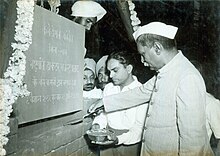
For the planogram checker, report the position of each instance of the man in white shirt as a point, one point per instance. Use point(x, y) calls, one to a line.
point(175, 119)
point(127, 124)
point(89, 78)
point(101, 72)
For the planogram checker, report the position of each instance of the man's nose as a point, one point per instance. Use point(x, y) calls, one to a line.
point(88, 26)
point(111, 75)
point(142, 60)
point(88, 81)
point(104, 78)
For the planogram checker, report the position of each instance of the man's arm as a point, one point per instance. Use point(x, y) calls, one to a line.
point(128, 99)
point(124, 100)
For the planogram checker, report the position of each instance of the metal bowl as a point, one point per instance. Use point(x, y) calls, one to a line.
point(99, 135)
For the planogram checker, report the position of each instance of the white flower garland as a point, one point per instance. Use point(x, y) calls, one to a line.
point(134, 19)
point(12, 86)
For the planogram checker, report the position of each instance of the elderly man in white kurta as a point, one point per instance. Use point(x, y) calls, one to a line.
point(127, 124)
point(176, 119)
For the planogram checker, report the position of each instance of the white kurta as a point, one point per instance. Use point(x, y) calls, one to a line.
point(213, 115)
point(176, 122)
point(93, 94)
point(131, 119)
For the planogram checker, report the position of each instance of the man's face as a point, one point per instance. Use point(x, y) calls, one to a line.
point(103, 78)
point(149, 57)
point(118, 72)
point(88, 80)
point(87, 22)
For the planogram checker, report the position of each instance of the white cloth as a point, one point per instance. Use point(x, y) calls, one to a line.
point(213, 115)
point(88, 8)
point(156, 28)
point(101, 63)
point(95, 93)
point(176, 123)
point(131, 119)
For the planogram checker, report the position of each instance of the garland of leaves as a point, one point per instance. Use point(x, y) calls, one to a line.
point(134, 19)
point(12, 86)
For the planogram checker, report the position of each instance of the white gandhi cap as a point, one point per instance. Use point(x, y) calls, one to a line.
point(156, 28)
point(89, 64)
point(87, 8)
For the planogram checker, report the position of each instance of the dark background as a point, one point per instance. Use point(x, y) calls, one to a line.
point(197, 37)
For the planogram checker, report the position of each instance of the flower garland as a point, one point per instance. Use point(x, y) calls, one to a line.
point(12, 86)
point(134, 19)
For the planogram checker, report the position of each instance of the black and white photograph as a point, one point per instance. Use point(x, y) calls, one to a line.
point(109, 78)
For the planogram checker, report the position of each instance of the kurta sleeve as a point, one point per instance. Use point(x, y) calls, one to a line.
point(191, 122)
point(128, 99)
point(213, 114)
point(101, 119)
point(135, 132)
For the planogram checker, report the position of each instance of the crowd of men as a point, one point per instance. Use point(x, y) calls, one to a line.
point(170, 114)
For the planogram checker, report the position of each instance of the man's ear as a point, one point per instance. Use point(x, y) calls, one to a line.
point(157, 47)
point(129, 68)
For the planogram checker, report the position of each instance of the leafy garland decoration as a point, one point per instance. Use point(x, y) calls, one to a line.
point(135, 22)
point(12, 86)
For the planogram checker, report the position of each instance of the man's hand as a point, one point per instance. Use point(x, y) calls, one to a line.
point(96, 105)
point(95, 127)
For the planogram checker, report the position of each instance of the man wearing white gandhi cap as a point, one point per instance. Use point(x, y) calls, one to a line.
point(102, 76)
point(89, 89)
point(175, 121)
point(87, 13)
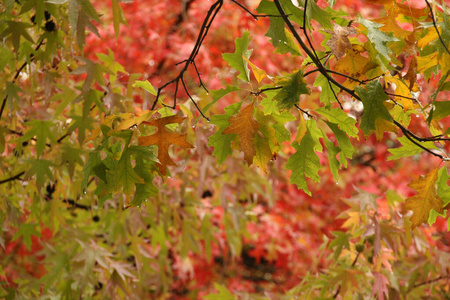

────────────────────────────────────────

:: WHAT THIS TASK INVOLVES ::
Could you rewrite all of these lines with "planogram checker" renamed to "shelf audit tool" throughout, changing nothing else and leaving the pictures out?

:: SOLVED EXERCISE ::
For the shelf audit tool, report the position of each instance of the man in white shirt as a point, one point per instance. Use point(x, y) calls, one to a line.
point(175, 119)
point(127, 124)
point(89, 78)
point(101, 72)
For the shelf audit tool, report the position of each instance of the man's nose as a point, one point per instance. Use point(x, y) calls, one to a line.
point(88, 26)
point(111, 75)
point(142, 60)
point(88, 81)
point(104, 78)
For the shelf audit tool, report the position of each instance of the man's arm as a point, one point per instance. Use point(x, y) calls, one to a line.
point(128, 99)
point(124, 100)
For the shelf audit tool, report the position of each instance of the metal bowl as a point, one point per instance. Use point(x, y) calls, one to a line.
point(99, 135)
For the shelf audit tool, report the position of each instance of the white flower garland as a point, one point per instance. Use point(x, y) calls, one to a line.
point(134, 19)
point(12, 86)
For the shelf audit tool, report the position of each instance of the elderly man in white kurta as a point, one point per instance. Use point(x, y) calls, one to a line.
point(127, 124)
point(176, 119)
For the shelf audit tool, report the position of each instance of the white kurta as a point, one point per instance. Use point(x, y) calls, one to a line.
point(213, 115)
point(176, 122)
point(93, 94)
point(131, 119)
For the shelf audit tool, report the position of each instance of the man's face as a point, one point per instance. Use point(x, y) calls, one to a line.
point(103, 78)
point(149, 57)
point(118, 72)
point(88, 80)
point(87, 22)
For the shelf audit tool, report the position of each instance of the white cloth as a point, one point per instance. Use point(x, y) calls, one to a line.
point(213, 115)
point(88, 8)
point(156, 28)
point(101, 63)
point(95, 93)
point(176, 123)
point(131, 119)
For the shelf audit tool, report the position of each instance of the garland of leaves as a point, one point per instance. Use point(x, y) calls, one to a line.
point(134, 19)
point(12, 86)
For the shelf audit tool, report the position of each instance of the white gandhi cap as a point, one point per instance. Use point(x, y) calls, one to a line.
point(156, 28)
point(89, 64)
point(87, 8)
For the shelf audit tool, report the position of each instance of the dark background as a point, one point per instance. Use point(x, y) calls, one to a line.
point(197, 37)
For the shelf audit tool, report the position of each instance of the flower garland as a point, one point per instance. Use point(x, y) calls, one to a line.
point(12, 86)
point(134, 19)
For the shelf audit tool, report the position of each instance of the black and white photograph as a point, one point per instance. Use point(x, y) calls, one to a line.
point(109, 78)
For the shelf audit tool, report the position of each instance of the kurta sleeve as a point, one point per instance. Use point(x, y) calls, one to a line.
point(191, 122)
point(128, 99)
point(213, 114)
point(101, 119)
point(135, 132)
For the shelf audit tool, report the position of each instance of the crowd of men as a point, one point per instance. Use point(x, y) calls, one to a line.
point(170, 114)
For the shelf audit tool, report the position of each instance of the man's ear as a point, one point per instance. Use point(x, y) calls, one to a line.
point(157, 47)
point(129, 68)
For the shelf audit tool, report the position of each instance of the leafy garland decoration as a point, one point per instance. Use point(x, y) calls, one to a line.
point(135, 22)
point(12, 86)
For the shelf audit tool, report the position of each instance of the man's hand as a point, one point per instance. Use point(x, y) calls, one to a line.
point(96, 105)
point(95, 127)
For the shelf audit tool, report the position of each instance of the man wearing white gandhi cap as a point, one point per instance. Use point(x, y) calls, one to a line.
point(102, 76)
point(89, 89)
point(175, 121)
point(87, 13)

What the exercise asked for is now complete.